Vasa Murrhina is a cased glass; the name means vessel of gems. This type of glass has a long history pre-dating Fenton. Frank M. Fenton had glass chemist Charles Goe develop a way to make it since the way it was made was long forgotten. The piece starts out as a ball of glass that is rolled in small pieces of broken glass called frit. Then another layer of crystal was gathered over the frit.

| Name | Years Produced | Description | Reference |
|---|---|---|---|
| Adventurine Green | 1964-68 | Blue and green frit over a milk glass base |  |
| Autumn Orange | 1965-67 | Brown and orange frit over an opal glass base. |  |
| Blue Mist | 1965-67 | Blue frit over a crystal base. |  |
| Red Mist | 1965-67 | Red frit over a crystal base. |  |

Fenton has an extensive line of MILK GLASS that also is offered in an array of patterns.

==Decorations==
Fenton had a long history of decorating glass that goes back to its beginnings in 1905. The Fenton Art Glass company started out as a decorating company that purchased blanks from glass manufacturers and placed their own decorations on them. Fenton did not manufacture glass until 1907 a year after the Williamstown, WV plant was built.

Decorations found on three or more shapes

| Name | Years Produced | Description | Glass type | Code | Reference |
|---|---|---|---|---|---|
| Apple Blossom | 1969-70 | Painted pink flowers. | Silver crest | AB |  |
| Bluebells on Hobnail | 1971-72 | Painted blue flowers. | Hobnail milk glass | BB |  |
| Bluebirds | 1977-79 | Painted bluebirds | Custard glass | BC |  |
| Transfer leaves | 1970-72 | Transfer decoration of oak leaves | Burmese | BD |  |
| Blue Dogwood | 1980-82 | Blue flowers with five petals. A mistake in naming that stuck because Dogwood only has 4 petals. | Cameo Satin | BL, BQ |  |
| Blue Roses | 1978-83 | The first item to be painted with the decoration was an egg. | Blue Satin and Custard glass | BL |  |
| Butterflies | 1977-78 | Butterflies and yellow and blue flowers | Milk glass | BY |  |
| Violets in the snow | 1969-84 | Tiny violets, also called decorated violets. | Silver crest and Milk glass | DV |  |

==Closure==
On August 9, 2007, Fenton Art Glass sent out a press release stating they would "cease... operations over the next few months."

* AIM OF THE EXERCISE
Continue the Fenton Art Glass text, starting after its final sentence about the August 9, 2007 press release.

Items from a dataset:
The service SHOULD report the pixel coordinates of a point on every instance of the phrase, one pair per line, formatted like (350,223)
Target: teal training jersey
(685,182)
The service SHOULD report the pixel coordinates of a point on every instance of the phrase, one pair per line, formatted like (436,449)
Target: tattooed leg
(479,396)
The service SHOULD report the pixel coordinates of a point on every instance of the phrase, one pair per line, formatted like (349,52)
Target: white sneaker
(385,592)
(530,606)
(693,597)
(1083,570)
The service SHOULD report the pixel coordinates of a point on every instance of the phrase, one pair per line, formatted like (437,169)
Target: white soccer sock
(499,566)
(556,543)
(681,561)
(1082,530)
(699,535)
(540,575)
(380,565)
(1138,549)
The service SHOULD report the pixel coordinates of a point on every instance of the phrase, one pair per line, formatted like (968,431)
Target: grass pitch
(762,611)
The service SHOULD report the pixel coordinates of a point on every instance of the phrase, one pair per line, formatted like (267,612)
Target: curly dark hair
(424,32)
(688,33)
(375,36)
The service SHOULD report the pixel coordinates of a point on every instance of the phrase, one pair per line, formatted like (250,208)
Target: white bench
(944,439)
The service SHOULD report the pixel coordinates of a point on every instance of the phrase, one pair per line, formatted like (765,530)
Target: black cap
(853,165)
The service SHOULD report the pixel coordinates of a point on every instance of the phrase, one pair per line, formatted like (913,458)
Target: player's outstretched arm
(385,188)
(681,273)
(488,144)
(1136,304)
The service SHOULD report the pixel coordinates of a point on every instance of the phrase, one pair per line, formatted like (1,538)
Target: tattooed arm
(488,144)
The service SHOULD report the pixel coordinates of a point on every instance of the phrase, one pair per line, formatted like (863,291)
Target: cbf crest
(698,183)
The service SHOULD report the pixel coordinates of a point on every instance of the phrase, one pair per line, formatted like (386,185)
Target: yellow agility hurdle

* OUTPUT OF THE EXERCISE
Their plans involved laying off 25 employees immediately, and in the following weeks, the rest of their workers would be laid off. However, on December 4, 2007, Fenton Art Glass released a press statement, saying that due to an unexpected buying frenzy and internal restructuring, the company would stay open until at least the spring of 2008. In an open letter in August 2008, company president George Fenton said that thanks to the buying frenzy, the company had been able to institute some reforms, and would not be closing in the foreseeable future.

On July 6, 2011, Fenton Art Glass sent out a press release stating they would "wind down production of its collectible and giftware glass products."

According to WTAP TV, "The company cites financial challenges since its restructuring in 2007 and recent developments as factors in its decision to shut down its traditional glassmaking business. Fenton Art Glass says it's exploring the sales of one or more of its product lines."

Fenton ceased "traditional" glassmaking at the Williamstown, West Virginia, factory in July 2011. However, the factory remained open as a jewelry making operation, producing handcrafted glass beads and Teardrop earrings. The Fenton Gift Shop, located in the same building, also had a large quantity of glass remaining in their inventory. Visitors to the factory were still able to watch the beadmaking demonstrations and purchase Fenton Art Glass.

In June 2017, Wood County Schools Superintendent John Flint signed an agreement to purchase the land that the former Fenton Glass Factory occupied. In October 2017, it was announced that demolition of the factory buildings would begin by the end of 2017, and that a new school would occupy the factory's employee and visitor parking areas. As of 2018, art glass using the original Fenton mold designs, including the Fenton emblem, continued to be produced at another factory in nearby Ohio, while handcrafted jewelry and hand painted items continued to be offered at the Fenton Art Glass Gift Shop.